## TRECHO DO DOCUMENTO
---+---
Amazônia-11/12/2024 Amazônia tem o maior número de queimadas e incêndios em 17 anos. Francisco Sakaguchi. Reprodução de vídeo, arquivo pessoal.

Francisco Sakaguchi conta que chegada da chuva esta semana ajudou a impedir que fogo se propagasse Foto: Agência Santarém.

Em Tomé-Açu, onde vive o agricultor Francisco Sakaguchi, a chegada da chuva esta semana ajudou a impedir que o fogo se propagasse e causasse danos ainda maiores. Mas os acontecimentos climáticos extremos e inéditos deste ano não deixam boas perspectivas para o futuro.

“Nunca vi o meu lago secar. Tem umas áreas de brejo, alagadas, que tem muito açaí. Nunca vi o açaizeiro, que eu sempre andei quando criança e andava dentro do igapó, morrendo pela seca. E esse anos, eu estou vendo isso”, relata Francisco. “Nós aqui da comunidade sempre tivemos preocupação de medir índice pluviométrico, umidade relativa do ar. A gente usa isso como ferramenta da nossa agricultura. E eu nunca vi na minha vida, a umidade relativa do ar ser abaixo de 50% aqui na nossa região. E esse ano teve dias que marcaram 42%. Foram cento e cinquenta dias sem chuvas”.

Notas

A Secretaria de Meio Ambiente e Sustentabilidade (Semas) do Pará disse que o combate às queimadas em Santarém e outras regiões do estado foi intensificado. Desde o fim de novembro, as operações receberam um reforço de “40 novos bombeiros, totalizando 120 profissionais na linha de frente, distribuídos em cinco frentes de trabalho. Além disso, oito novas viaturas e abafadores de incêndio foram incorporados às três já em operação, com o suporte adicional de dois helicópteros no combate aéreo. O monitoramento é realizado em tempo real via satélite, garantindo uma resposta ágil e coordenada aos focos de calor”.

A nota diz ainda que “somente 30% do território do Pará está sob jurisdição estadual. Os outros 70% são federais, o que demanda uma coordenação de esforços com a União. Neste sentido, o estado solicitou em setembro deste ano o apoio do governo federal com recursos para reforçar o combate às queimadas no estado. Além disso, a gestão estadual faz parte do Centro Integrado Multiagências de Coordenação Operacional Nacional (CIMAN), coordenado pelo governo federal, que reúne representantes dos estados e de órgãos federais como Ministério do Meio Ambiente, IBAMA, ICMBio, FUNAI, CENSIPAM e INCRA, para discutir linhas de trabalho e atuações em conjunto para o combate às queimadas”.
---+---
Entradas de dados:
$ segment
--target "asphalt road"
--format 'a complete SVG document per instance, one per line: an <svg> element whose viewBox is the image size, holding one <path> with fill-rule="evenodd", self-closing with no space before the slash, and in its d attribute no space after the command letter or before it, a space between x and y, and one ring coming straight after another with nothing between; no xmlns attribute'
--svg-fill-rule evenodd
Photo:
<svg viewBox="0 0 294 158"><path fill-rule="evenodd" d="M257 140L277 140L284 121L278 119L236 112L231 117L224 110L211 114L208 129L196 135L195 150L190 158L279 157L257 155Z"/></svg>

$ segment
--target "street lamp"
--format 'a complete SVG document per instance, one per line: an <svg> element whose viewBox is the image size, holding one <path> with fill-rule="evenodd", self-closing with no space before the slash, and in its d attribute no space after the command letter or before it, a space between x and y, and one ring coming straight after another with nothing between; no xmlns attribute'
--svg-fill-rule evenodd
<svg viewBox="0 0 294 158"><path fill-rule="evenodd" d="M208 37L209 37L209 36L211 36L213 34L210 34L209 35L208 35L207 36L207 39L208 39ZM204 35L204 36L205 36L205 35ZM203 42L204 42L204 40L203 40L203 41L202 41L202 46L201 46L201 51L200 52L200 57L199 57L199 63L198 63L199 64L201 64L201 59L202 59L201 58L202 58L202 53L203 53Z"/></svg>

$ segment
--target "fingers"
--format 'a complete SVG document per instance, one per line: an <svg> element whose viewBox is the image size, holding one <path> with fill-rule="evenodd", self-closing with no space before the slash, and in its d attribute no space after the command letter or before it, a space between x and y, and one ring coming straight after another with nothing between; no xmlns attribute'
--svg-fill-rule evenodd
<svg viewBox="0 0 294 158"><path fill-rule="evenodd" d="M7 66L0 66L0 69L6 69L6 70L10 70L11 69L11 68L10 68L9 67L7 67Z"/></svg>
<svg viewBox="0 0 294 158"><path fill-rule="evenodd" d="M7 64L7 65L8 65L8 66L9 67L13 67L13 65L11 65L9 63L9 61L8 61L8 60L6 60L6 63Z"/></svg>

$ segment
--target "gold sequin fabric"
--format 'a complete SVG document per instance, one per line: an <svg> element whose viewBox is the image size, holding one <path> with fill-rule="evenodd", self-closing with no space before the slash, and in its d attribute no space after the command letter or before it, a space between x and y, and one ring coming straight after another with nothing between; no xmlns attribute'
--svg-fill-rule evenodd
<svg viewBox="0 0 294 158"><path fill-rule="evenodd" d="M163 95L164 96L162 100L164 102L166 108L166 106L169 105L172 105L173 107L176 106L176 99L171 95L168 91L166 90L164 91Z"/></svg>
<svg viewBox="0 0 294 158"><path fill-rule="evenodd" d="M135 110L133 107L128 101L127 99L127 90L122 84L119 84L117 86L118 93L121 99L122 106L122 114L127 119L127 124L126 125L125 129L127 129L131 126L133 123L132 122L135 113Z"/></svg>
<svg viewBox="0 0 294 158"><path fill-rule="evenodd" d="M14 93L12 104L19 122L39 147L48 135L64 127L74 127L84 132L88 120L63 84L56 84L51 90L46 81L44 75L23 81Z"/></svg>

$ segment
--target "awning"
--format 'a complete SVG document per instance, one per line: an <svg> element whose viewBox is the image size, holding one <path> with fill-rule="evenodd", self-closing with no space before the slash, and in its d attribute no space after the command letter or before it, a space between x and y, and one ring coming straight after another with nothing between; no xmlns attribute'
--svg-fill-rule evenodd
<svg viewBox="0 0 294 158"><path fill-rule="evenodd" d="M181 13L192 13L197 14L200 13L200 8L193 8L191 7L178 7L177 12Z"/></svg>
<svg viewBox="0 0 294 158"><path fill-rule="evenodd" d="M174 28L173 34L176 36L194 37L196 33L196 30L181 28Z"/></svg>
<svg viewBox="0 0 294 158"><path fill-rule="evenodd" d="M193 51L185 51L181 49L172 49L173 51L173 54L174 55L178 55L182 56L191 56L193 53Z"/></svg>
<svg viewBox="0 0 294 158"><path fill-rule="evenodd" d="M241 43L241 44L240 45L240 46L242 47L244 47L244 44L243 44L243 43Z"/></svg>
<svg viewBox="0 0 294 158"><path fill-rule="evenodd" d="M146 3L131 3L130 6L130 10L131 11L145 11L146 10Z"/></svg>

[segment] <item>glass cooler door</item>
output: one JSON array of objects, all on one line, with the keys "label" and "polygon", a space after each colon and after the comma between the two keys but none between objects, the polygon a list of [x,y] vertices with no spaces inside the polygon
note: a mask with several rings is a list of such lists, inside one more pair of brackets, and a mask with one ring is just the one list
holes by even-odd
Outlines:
---+---
## INSTRUÇÕES
1. Resuma em duas frases o texto sobre as queimadas na Amazônia.
2. Redigite, do texto sobre as queimadas na Amazônia, tudo o que vai de “Em Tomé-Açu, onde” até “para o futuro.”.
As linhas não são necessárias para resolver o exercício.

## GABARITO
1. Em Tomé-Açu, o agricultor Francisco Sakaguchi conta que a chuva desta semana ajudou a impedir que o fogo se propagasse, mas que nunca tinha visto uma seca como a deste ano: o lago secou, a umidade relativa do ar chegou a 42% e foram cento e cinquenta dias sem chuva. A Semas do Pará afirma que intensificou o combate às queimadas com mais bombeiros, viaturas, helicópteros e monitoramento por satélite, e ressalta que 70% do território do estado é federal, o que exige coordenação com a União.

2.
Em Tomé-Açu, onde vive o agricultor Francisco Sakaguchi, a chegada da chuva esta semana ajudou a impedir que o fogo se propagasse e causasse danos ainda maiores. Mas os acontecimentos climáticos extremos e inéditos deste ano não deixam boas perspectivas para o futuro.